• Set task: Reproduce every line from the start of the data through the line containing "M 121 191 L", adding 96 to each coordinate in the outline paths and leaving everything else unchanged.

━━ Records shown

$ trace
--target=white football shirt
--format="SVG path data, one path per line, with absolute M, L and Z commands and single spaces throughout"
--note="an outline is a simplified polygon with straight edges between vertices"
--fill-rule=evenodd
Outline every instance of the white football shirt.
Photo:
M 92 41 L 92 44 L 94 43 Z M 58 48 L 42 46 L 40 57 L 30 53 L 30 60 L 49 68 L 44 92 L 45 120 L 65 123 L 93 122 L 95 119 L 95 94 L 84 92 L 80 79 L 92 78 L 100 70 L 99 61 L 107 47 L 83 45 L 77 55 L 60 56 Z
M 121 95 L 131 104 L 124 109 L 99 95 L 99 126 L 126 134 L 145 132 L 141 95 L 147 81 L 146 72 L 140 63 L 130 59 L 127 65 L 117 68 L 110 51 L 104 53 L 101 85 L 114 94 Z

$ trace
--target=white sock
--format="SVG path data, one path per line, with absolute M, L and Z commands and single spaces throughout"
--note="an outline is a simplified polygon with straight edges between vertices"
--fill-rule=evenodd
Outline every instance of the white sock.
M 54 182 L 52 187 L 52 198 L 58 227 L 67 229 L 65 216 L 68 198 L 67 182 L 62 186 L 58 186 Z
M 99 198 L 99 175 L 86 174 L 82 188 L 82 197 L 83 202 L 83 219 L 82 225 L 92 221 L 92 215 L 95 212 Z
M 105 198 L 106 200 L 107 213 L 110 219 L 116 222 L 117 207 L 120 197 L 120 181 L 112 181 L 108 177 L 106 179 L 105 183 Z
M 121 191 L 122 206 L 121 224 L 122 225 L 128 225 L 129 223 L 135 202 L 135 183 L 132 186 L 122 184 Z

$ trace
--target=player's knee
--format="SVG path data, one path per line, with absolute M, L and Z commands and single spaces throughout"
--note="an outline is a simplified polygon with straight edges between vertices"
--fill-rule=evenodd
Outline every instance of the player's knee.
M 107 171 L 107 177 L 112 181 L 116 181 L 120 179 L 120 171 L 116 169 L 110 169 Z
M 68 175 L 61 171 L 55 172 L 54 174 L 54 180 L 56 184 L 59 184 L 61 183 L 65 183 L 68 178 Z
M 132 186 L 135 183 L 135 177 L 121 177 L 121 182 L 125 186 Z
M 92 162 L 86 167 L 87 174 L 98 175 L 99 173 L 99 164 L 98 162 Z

━━━━

• Written solution:
$ trace
--target=white football shirt
--format="SVG path data, one path per line, with absolute M, L and Z commands and single spaces throughout"
--note="an outline is a simplified polygon with straight edges between vertices"
--fill-rule=evenodd
Outline every instance of the white football shirt.
Photo:
M 188 137 L 188 140 L 190 139 Z M 154 144 L 138 142 L 136 153 L 126 149 L 126 156 L 145 164 L 140 188 L 141 216 L 161 219 L 189 218 L 191 215 L 191 190 L 180 188 L 176 175 L 188 174 L 196 166 L 195 157 L 203 143 L 179 141 L 173 151 L 156 152 Z
M 217 191 L 227 200 L 220 205 L 195 191 L 195 222 L 222 230 L 241 228 L 237 191 L 243 177 L 242 168 L 236 159 L 226 155 L 223 161 L 213 164 L 206 147 L 200 149 L 197 181 L 210 190 Z

$ trace
--target=white sock
--format="SVG path data, one path per line, with absolute M, L and Z commands and single spaces throughout"
--note="an outline is a simplified polygon with straight edges between vertices"
--fill-rule=evenodd
Outline every instance of the white sock.
M 150 278 L 148 283 L 148 294 L 154 323 L 163 325 L 161 312 L 164 294 L 163 278 L 158 282 L 154 282 Z
M 195 294 L 195 271 L 182 270 L 178 284 L 178 293 L 179 298 L 179 315 L 178 321 L 188 317 L 188 311 L 191 308 Z
M 201 294 L 202 296 L 203 309 L 206 315 L 212 318 L 213 303 L 216 293 L 216 277 L 208 277 L 204 273 L 202 275 L 201 279 Z
M 217 287 L 218 302 L 217 320 L 218 321 L 224 321 L 225 319 L 231 298 L 231 279 L 228 282 L 218 280 Z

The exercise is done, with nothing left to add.